++++ Passage ++++
The Connected Health sections will operate near or within those CVS-branded, in-store pharmacies and feature smartphone-connected blood-pressure monitors, scales and other medical-grade devices. The sections, being tested in 550 stores, each feature roughly 14 such products. Qardio, a maker of smartphone-connected scales and blood-pressure monitors, is anchoring the sections.

Target’s reasoning behind offering connected wellness, meanwhile, may be anchored in practicality. Or, to put it another way, it could be as simple as consumers want retail-based health options, and Target can do it.

Americans tend to seek after-hours medical care more often than those of almost any other industrialized nation, according to a 2010 survey of 11 countries, cited in the New York Times. Throw in a smartphone, and all the better to see them with. And with nearly two-thirds of Americans holding smartphones in 2015, the potential market has reached critical mass.

Walmart, Walgreens Also On Health Front

Amassing the potential of this market, meanwhile, is a goal of many retailers, though Target and

CVS (as well as Walgreens) are at the forefront of making health a retail cornerstone.

In addition to its pharmacy partnership with CVS, Target in 2015 made the complementary commitment to shift its food focus toward wellness, eliminating processed products in favor of organic, locally grown and natural foods.
++++ Given entries ++++
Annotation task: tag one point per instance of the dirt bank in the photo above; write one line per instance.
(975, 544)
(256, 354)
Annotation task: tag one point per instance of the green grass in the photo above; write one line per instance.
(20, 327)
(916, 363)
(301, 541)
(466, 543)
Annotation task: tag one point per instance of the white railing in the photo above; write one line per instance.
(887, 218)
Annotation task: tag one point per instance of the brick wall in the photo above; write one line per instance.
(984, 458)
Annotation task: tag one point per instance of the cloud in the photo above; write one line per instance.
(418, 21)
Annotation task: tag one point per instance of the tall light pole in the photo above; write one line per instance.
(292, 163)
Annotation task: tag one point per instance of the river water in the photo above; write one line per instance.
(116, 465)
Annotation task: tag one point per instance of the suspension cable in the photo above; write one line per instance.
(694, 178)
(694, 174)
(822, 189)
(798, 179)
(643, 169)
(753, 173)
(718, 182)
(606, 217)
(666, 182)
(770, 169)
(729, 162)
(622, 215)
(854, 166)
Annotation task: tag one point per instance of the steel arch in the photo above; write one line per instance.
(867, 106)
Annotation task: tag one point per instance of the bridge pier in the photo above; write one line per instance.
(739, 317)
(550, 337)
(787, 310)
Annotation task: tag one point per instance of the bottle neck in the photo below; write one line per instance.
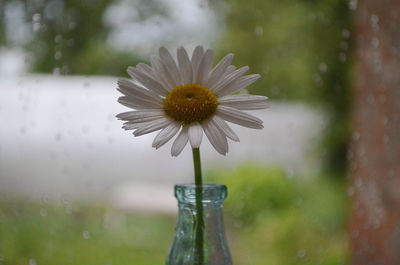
(210, 194)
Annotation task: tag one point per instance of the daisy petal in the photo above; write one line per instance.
(166, 134)
(180, 142)
(131, 115)
(152, 126)
(162, 76)
(196, 59)
(217, 140)
(128, 88)
(185, 66)
(244, 102)
(147, 81)
(205, 67)
(238, 84)
(239, 117)
(170, 65)
(219, 70)
(228, 79)
(225, 128)
(147, 70)
(138, 103)
(244, 98)
(195, 135)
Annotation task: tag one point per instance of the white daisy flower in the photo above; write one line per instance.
(190, 97)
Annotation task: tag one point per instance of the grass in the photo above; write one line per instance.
(271, 219)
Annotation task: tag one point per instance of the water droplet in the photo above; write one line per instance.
(58, 38)
(323, 67)
(36, 17)
(374, 20)
(301, 253)
(353, 4)
(344, 45)
(86, 234)
(259, 30)
(342, 57)
(375, 43)
(371, 99)
(385, 120)
(57, 55)
(56, 71)
(58, 137)
(350, 191)
(68, 209)
(35, 26)
(345, 33)
(43, 212)
(358, 183)
(354, 234)
(385, 139)
(356, 136)
(382, 99)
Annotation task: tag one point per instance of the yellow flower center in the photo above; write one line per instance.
(190, 103)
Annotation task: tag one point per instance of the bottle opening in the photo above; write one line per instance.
(211, 193)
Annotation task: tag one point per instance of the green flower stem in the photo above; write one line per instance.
(199, 252)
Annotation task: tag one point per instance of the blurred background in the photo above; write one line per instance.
(77, 189)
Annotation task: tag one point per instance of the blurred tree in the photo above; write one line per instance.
(375, 167)
(300, 49)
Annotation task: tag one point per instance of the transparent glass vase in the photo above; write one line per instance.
(185, 247)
++++
### Action item A
List every number written in digits in the passage on retailers and connected health, in the order it appears.
### Action item B
Please write the next few sentences of the passage on retailers and connected health, picking up after its final sentence.
The data stands apart from the passage on retailers and connected health.

### Written answer A
550, 14, 2010, 11, 2015

### Written answer B
Among other retailers in the wellness space:

• Walmart in April joined the InComm Healthcare & Affinity’s Enhanced Payment Platform, enabling members to participate in health plan-sponsored wellness programs and to receive benefits at Walmart stores.

• Also in April, Walgreens extended its partnership with St. Louis-based SSM Health Medical Group, which will own and operate 27 clinics within Walgreens stores in greater St. Louis. Walgreens also offers a loyalty program, called Balance Rewards, that encourages and rewards healthy activities.

• The Little Clinic, operated by Kroger Co., now operates 194 locations in 10 states. In March, Kroger announced it would add dietitians to some locations.

• While not a retailer, insurer John Hancock’s Vitality rewards program presents an opportunity for retailers to offer wellness benefits through a partnership. Vitality rewards its members’ shopping, entertainment and travel perks for living healthy lifestyles.

The connected capabilities of these efforts vary or are yet to be seen, but the fact that these retailers are leaping into the health care arena is likely as much about savings as it is customer service. A Towers Watson study noted that employee wellness programs save employers an average of $100 in health care costs per worker.

Targeting A Healthy Future

So what might this mean for the future of retail? As the Target spokeswoman said, “(We) will evaluate future growth plans based on their feedback and sales results.”

Connecting purchases to immediate health needs, especially on a voluntary basis, is among the few links retailers have yet to close when it comes to providing advisory capabilities to customers. And yet there is still much ground to cover.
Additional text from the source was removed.